Rédigez la suite du texte sur l'adaptation des villes à la chaleur, en reprenant immédiatement après sa dernière phrase.

Extrait du texte:
+++

Comment concilier la mise en place d’un réseau assez dense de végétation avec des arbres de grande taille, avec la volonté de densifier la ville et donc les bâtiments ? Cela passe principalement par la reconquête des espaces occupés par l’automobile en espaces verts : suppression de places de stationnement, diminution de la largeur des chaussées, piétonnisation de rues… (4). Il n’est guère envisageable de toucher au bâti.
Marseille réalise un parc traversant tout un quartier (parc du vallon des Aygalades) (5). Rennes a adopté un plan d’occupation des sols qui prévoit de laisser en terres agricoles des parcelles proches du centre-ville ainsi que des zones de loisirs pour limiter les aller-retour à la campagne le week-end et donc limiter l’usage de la voiture.
Pour densifier à la fois le nombre de personnes et le nombre d’arbres, pas mal d’écoquartiers en construction misent sur de grands immeubles insérés dans des zones de verdure. L’équilibre reste encore à trouver car plus les immeubles sont hauts, plus ils consomment de l’énergie (ascenseurs, surpresseurs pour l’eau…).

Faute d’arriver à contrôler notre consommation et donc nos émissions de gaz à effet de serre, nous sommes condamnés à réfléchir à l’adaptation à la chaleur. Les solutions testées dans différentes villes sont assez efficaces dans les nouveaux quartiers, mais elles restent limitées dans les zones déjà urbanisées… à moins d’avoir le courage de commencer par y supprimer la voiture individuelle.

Michel Bernard

La climatisation, facteur d’injustice sociale

Avec ces pointes de chaleur, de nombreux bâtiments sont maintenant équipés de climatisation, particulièrement les immeubles de bureau. Or, la climatisation — qui consomme beaucoup d’énergie — en rejetant la chaleur intérieure vers l’extérieur contribue à augmenter les effets d’îlots de chaleur. Dans les logements neufs, les normes actuelles permettent, par une bonne isolation, de se passer de la climatisation, ce qui n’est pas le cas dans les bâtiments plus anciens. Or, le renouvellement d’une ville étant très lent, à chaque canicule, les plus riches s’équipent de climatisation au détriment des plus pauvres qui eux récupèrent cette chaleur supplémentaire (6).

+++

Enregistrements:
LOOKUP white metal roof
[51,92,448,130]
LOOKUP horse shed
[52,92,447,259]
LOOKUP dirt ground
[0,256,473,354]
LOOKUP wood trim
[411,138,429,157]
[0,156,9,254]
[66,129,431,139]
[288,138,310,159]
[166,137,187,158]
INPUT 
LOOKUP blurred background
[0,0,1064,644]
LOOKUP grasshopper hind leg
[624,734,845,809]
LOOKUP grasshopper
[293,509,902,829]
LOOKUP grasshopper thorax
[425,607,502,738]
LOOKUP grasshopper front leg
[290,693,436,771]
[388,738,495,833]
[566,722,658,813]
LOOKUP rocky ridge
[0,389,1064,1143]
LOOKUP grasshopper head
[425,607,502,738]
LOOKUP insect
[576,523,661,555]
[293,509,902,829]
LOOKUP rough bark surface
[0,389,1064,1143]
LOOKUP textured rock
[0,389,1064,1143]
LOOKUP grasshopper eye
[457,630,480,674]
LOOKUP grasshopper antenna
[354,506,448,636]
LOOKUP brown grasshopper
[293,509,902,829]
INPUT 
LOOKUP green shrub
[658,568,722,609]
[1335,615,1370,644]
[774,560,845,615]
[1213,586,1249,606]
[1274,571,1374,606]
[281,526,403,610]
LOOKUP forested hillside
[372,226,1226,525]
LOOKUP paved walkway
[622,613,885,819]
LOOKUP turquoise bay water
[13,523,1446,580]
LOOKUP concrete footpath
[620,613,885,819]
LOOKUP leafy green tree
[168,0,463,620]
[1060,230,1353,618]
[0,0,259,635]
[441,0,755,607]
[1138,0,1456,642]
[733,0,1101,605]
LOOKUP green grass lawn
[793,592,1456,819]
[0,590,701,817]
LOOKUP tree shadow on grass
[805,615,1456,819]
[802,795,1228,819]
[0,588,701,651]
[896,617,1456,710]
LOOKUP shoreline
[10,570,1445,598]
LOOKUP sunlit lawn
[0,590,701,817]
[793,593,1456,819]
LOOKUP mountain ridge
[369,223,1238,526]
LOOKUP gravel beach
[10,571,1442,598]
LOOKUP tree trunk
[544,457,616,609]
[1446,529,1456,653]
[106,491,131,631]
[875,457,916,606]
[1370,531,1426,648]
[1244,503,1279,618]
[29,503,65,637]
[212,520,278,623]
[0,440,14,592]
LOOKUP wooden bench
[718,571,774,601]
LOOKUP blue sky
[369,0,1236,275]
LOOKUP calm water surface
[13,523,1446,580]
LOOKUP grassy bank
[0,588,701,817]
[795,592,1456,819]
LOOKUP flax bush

+++

Réponse:
Villes et changement climatique
Îlots de chaleur urbains

sous la direction de Jean-Jacques Terrin

Ce livre conçu à partir d’une rencontre internationale entre chercheurs dans ce domaine, présente des initiatives prises dans les villes de Barcelone, Lyon, Marseille, Montréal, Nantes, Rennes, Rome, Stuttgart, Toulouse et Vienne. On pourra y trouver des données chiffrées précises sur les différentes techniques blanches, vertes ou bleues. Il est clair que nous n’en sommes encore qu’au début des recherches, mais cela ouvre la réflexion sur de nombreuses autres pistes de recherche . Une bonne introduction pour ceux et celles qui s’intéressent à l’urbanisme de demain et à cette question climatique.
Ed. Parenthèses (Marseille), 2015, 288 p. 22 €

(1) C’est efficace pour le dernier étage de l’immeuble, mais moins pour l’extérieur : moins de 1°C de bénéfice au niveau de la rue.
(1) On peut s’interroger sur une autre conséquence de ces plans d’eau stagnante : le risque de pullulation des insectes porteurs de maladies tropicales comme le moustique tigre !
(3) Les arbres sont des feuillus, afin qu’en hiver, après la perte des feuilles, ils laissent passer un maximum de lumière et de chaleur au moment où c’est un bénéfice.
(4) Mais comme les nouvelles constructions intègrent des parkings en sous-sol, le plus souvent, cela compense la perte de places de stationnement en surface. C’est notamment ce qui se passe à Lyon.
(5) A la place d’une ancienne gare de triage.
(6) Marseille a prévu dans le nouveau quartier Euroméditerranée, que climatisation et chauffage soient assurés par un réseau de chaleur qui capte ou rejette la chaleur directement en mer. Mais seules les villes côtières auront cette possibilité. Et comme toute solution de haute technologie, on peut s’inquiéter de la durabilité de telles installations.